INSTRUCTIONS FOR THE TASK: Only the closing stretch of the material belongs in the answer: the line containing "Query: camouflage pattern fabric" and every line after it, copied exactly.

--

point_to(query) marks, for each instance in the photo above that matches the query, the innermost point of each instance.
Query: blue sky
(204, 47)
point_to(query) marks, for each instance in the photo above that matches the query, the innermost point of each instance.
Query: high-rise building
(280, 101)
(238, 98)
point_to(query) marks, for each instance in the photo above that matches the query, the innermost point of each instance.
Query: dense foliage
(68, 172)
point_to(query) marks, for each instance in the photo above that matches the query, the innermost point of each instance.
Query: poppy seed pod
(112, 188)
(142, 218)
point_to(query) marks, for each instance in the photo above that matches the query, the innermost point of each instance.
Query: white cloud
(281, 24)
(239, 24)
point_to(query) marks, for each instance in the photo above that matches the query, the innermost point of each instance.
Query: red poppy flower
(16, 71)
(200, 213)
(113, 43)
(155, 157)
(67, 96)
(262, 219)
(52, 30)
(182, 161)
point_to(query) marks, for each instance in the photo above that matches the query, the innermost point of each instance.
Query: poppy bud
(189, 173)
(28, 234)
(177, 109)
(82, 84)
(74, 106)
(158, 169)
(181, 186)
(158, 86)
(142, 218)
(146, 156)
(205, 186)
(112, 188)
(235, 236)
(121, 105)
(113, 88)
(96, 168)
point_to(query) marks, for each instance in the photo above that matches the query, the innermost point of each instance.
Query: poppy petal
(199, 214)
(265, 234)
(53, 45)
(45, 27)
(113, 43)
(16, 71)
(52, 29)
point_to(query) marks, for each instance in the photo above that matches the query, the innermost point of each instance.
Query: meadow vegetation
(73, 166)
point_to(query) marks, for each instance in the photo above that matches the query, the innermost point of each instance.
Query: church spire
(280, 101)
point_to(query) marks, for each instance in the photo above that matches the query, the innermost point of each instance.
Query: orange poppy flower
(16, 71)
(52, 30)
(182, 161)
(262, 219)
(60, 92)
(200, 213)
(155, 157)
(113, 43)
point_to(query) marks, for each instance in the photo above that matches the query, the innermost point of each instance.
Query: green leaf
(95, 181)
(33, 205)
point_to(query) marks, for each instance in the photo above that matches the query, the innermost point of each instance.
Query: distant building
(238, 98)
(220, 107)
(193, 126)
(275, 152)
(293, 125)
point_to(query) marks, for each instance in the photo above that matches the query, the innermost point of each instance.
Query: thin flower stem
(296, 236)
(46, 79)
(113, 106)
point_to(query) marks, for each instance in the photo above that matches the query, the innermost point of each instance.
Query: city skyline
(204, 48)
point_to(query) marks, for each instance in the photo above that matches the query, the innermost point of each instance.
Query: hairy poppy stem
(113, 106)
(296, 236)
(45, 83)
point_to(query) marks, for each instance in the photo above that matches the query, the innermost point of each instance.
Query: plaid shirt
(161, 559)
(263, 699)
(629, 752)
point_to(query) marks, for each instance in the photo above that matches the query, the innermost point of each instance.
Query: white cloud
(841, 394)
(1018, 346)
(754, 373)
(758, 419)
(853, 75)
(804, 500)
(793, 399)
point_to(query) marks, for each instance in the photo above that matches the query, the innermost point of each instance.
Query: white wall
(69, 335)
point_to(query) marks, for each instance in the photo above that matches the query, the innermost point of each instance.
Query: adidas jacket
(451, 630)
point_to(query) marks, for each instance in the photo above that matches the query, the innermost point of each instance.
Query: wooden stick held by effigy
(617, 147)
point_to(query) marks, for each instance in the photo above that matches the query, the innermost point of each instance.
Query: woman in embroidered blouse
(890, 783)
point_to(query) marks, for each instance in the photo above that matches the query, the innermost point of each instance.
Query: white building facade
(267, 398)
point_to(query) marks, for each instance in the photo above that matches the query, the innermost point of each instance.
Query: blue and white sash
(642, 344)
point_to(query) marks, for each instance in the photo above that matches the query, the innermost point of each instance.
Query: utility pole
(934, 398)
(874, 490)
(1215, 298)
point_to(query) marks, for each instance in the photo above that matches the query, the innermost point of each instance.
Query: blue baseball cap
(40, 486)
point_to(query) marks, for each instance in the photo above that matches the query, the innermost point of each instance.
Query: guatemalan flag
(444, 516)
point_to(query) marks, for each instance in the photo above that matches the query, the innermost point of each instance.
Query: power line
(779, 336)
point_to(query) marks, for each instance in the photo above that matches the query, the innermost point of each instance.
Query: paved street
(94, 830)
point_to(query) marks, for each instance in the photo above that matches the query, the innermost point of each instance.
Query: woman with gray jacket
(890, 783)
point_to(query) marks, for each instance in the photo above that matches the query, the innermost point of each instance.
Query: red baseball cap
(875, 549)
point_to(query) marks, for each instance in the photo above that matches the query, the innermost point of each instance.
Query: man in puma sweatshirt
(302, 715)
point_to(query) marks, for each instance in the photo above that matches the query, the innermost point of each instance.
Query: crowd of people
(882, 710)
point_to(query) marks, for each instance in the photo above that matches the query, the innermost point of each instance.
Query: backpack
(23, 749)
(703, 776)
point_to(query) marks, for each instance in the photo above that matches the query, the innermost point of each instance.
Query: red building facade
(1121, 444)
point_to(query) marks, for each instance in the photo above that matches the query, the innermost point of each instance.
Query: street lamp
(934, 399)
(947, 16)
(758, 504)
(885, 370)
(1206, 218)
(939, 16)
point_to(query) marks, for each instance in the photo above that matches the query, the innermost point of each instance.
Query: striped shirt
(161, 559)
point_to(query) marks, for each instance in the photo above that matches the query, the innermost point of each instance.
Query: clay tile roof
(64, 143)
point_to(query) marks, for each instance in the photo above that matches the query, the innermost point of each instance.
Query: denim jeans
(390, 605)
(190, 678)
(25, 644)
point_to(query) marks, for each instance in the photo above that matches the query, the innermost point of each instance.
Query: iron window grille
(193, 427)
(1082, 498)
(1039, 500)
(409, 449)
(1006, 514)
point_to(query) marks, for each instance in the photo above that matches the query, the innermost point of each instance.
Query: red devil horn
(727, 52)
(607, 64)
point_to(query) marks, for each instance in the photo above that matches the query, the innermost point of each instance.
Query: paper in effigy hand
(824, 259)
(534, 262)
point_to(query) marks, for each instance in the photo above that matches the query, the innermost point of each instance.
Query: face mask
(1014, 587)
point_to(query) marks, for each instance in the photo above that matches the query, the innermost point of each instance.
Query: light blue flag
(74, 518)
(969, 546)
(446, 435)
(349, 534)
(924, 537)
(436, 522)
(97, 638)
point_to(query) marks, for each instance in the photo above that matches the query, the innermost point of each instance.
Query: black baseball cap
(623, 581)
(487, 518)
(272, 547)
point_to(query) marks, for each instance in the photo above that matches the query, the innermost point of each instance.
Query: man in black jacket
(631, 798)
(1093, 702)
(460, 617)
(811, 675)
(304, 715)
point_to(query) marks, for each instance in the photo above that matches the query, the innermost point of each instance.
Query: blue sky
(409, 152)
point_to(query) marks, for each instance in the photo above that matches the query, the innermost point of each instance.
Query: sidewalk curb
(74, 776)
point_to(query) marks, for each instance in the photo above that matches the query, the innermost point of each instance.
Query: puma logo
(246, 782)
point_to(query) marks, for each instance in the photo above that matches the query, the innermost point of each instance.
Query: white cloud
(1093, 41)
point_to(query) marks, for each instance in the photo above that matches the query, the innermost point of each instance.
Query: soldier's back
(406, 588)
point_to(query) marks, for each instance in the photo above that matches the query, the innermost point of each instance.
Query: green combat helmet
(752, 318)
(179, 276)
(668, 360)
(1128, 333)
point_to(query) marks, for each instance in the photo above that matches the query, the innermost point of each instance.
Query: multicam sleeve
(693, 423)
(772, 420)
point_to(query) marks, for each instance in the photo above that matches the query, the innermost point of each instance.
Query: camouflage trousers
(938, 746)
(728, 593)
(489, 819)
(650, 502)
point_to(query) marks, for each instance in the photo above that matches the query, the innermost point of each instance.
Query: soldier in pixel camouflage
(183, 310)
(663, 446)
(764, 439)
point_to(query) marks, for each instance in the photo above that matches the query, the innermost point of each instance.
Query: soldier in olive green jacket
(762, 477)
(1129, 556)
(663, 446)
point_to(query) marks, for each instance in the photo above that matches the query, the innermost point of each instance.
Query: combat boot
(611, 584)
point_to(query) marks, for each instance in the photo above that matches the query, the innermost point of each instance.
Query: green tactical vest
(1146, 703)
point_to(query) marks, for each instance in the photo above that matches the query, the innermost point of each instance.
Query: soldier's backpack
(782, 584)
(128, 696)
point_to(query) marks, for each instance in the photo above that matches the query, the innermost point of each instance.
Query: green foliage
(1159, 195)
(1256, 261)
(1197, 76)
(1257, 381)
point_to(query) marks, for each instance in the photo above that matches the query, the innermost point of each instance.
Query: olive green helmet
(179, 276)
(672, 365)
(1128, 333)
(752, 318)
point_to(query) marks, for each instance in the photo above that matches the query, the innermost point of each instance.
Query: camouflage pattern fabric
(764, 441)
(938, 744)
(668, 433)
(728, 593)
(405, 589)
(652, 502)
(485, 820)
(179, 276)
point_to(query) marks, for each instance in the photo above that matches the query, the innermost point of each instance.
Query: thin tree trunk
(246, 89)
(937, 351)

--

TASK RESULT:
Query: camouflage pattern fabric
(764, 441)
(938, 744)
(668, 433)
(728, 593)
(405, 589)
(652, 502)
(485, 820)
(179, 276)
point_to(query) marks, for each instance in the photo above that matches the query, the innermost point of each instance.
Query: thin tree trunk
(246, 89)
(937, 351)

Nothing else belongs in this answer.